### Work instructions
Pick out every line of the listing below that contains the string "dark", matching case exactly, and copy each of those lines.

### Object detection data
————
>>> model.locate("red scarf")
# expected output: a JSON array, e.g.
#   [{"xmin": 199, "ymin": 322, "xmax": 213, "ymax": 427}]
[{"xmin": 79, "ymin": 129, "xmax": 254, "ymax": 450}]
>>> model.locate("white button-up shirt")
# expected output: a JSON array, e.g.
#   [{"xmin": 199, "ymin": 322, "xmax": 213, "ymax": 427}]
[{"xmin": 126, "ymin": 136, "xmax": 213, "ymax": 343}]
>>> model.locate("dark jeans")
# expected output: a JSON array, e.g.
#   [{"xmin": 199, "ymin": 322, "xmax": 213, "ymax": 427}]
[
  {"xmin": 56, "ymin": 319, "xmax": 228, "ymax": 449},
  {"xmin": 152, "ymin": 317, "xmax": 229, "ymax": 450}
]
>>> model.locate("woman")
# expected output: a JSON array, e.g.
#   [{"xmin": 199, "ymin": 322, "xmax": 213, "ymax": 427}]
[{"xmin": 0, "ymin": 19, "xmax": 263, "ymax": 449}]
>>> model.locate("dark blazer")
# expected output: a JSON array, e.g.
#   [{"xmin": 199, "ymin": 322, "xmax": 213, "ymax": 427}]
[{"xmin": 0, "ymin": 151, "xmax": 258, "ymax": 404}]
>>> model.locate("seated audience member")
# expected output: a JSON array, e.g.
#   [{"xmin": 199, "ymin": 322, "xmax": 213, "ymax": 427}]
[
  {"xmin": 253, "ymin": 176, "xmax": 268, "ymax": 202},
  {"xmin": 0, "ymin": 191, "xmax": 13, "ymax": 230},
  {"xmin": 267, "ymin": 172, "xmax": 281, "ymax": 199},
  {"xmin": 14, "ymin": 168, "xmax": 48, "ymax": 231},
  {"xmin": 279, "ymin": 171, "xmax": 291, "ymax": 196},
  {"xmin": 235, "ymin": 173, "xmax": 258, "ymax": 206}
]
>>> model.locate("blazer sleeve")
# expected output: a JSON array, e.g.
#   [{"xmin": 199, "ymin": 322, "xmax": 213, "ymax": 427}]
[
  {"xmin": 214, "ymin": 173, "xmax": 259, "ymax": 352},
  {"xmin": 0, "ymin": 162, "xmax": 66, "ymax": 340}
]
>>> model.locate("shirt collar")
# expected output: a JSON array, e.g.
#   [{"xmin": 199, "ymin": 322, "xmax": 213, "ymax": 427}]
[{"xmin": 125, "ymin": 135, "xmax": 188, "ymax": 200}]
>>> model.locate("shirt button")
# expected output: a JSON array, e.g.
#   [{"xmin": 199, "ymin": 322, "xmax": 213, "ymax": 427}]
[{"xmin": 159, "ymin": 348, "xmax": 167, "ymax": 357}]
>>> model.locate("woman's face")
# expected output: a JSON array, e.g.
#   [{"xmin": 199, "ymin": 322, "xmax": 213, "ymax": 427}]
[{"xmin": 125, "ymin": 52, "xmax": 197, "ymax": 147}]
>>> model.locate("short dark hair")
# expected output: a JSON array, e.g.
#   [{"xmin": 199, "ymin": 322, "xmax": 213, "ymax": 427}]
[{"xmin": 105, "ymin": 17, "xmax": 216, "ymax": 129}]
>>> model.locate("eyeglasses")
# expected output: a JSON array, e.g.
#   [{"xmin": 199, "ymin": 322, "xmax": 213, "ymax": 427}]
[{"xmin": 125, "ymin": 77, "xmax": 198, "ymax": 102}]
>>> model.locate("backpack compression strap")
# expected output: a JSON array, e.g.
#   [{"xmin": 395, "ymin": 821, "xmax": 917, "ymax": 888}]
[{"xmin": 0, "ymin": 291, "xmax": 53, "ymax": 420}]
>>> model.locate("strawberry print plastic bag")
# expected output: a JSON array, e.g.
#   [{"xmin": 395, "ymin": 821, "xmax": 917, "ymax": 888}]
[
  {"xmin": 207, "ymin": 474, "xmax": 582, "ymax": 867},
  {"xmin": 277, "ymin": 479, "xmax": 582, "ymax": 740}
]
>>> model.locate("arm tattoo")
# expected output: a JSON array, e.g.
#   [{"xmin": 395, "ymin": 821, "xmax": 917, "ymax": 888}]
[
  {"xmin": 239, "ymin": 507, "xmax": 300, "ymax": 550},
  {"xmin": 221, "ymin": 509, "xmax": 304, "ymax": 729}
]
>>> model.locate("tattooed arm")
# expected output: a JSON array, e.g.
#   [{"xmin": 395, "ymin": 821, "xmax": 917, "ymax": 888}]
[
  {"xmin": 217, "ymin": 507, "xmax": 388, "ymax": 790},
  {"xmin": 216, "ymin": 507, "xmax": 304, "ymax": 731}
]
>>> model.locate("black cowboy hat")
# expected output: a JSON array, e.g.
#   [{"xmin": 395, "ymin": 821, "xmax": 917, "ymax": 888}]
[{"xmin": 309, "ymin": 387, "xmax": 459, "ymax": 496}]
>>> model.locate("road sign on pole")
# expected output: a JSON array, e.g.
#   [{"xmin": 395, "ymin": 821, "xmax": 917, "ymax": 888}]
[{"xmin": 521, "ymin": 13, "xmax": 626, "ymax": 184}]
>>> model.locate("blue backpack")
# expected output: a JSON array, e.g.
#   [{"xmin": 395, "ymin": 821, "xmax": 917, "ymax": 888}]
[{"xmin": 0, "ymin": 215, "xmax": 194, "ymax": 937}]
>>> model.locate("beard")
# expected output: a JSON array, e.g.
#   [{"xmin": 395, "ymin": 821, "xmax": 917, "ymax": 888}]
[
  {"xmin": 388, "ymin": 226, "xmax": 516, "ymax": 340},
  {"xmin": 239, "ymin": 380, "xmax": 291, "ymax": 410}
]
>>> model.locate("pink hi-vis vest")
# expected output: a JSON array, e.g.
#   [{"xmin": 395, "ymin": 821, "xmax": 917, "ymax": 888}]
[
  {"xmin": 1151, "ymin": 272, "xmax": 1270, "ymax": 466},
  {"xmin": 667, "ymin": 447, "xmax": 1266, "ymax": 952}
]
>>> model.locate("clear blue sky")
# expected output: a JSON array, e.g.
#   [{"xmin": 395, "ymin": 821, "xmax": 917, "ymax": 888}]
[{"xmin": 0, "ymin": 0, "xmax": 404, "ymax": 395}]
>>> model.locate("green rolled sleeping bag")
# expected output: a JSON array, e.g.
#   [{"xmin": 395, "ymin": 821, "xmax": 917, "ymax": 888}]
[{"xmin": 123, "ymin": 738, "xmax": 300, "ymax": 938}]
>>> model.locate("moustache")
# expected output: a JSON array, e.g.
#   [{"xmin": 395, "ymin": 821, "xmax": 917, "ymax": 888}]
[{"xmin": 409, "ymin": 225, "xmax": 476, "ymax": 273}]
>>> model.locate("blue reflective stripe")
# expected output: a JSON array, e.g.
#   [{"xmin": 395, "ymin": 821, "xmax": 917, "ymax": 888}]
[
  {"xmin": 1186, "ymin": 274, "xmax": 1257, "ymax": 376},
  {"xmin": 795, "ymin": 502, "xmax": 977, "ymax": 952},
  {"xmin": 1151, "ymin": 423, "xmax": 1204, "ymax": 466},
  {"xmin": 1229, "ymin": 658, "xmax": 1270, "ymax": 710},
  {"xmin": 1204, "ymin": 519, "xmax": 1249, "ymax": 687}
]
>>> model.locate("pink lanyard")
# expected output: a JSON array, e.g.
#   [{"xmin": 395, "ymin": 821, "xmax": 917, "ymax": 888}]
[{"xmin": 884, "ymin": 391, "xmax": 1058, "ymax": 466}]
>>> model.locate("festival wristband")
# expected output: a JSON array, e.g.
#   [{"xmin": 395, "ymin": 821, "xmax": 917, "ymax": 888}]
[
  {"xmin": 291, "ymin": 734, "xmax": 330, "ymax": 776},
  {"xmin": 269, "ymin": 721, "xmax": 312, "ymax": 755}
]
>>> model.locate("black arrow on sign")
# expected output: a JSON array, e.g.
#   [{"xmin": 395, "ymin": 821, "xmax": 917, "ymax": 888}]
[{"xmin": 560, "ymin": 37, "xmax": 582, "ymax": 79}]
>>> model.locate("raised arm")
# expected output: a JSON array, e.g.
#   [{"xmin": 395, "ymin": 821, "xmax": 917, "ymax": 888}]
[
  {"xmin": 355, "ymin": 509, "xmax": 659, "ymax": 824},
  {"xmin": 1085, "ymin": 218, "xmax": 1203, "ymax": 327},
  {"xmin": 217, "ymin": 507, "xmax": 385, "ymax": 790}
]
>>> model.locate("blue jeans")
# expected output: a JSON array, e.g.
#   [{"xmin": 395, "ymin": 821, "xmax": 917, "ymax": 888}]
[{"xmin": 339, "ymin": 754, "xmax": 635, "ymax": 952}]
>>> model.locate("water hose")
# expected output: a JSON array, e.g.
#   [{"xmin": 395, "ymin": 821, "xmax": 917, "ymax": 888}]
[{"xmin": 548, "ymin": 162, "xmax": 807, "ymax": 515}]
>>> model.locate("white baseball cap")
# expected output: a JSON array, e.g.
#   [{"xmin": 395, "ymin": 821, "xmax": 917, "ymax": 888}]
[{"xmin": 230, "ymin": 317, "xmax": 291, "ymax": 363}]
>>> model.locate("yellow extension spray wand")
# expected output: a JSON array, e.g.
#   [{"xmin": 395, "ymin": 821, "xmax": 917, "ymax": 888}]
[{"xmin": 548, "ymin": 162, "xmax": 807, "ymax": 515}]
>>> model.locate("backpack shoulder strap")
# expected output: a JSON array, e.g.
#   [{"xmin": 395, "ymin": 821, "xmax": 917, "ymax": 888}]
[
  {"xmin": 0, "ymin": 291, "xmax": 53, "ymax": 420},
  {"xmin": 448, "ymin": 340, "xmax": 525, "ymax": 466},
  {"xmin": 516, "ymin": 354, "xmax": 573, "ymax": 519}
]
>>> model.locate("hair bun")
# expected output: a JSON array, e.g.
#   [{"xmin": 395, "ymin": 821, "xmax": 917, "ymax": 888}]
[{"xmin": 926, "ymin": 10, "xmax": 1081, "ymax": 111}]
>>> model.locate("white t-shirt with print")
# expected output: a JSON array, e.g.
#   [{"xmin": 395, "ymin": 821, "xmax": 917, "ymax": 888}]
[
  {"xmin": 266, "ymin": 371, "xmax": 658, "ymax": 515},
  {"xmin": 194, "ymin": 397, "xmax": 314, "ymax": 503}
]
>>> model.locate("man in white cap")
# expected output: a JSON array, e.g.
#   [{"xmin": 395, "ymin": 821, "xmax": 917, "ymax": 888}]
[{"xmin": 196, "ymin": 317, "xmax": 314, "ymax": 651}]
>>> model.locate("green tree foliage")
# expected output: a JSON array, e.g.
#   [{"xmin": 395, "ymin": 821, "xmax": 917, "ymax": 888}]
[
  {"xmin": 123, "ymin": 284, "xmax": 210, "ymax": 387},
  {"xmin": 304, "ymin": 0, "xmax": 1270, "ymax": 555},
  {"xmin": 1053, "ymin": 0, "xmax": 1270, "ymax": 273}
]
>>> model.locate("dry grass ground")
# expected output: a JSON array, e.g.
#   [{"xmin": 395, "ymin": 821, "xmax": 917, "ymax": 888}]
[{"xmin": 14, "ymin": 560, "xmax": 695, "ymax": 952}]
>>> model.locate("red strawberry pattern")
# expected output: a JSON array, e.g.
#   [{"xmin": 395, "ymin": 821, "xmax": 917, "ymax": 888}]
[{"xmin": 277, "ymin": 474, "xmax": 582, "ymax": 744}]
————
### Expected output
>>> model.locate("dark jeans")
>>> model.locate("dark blazer")
>>> model.locate("short dark hair")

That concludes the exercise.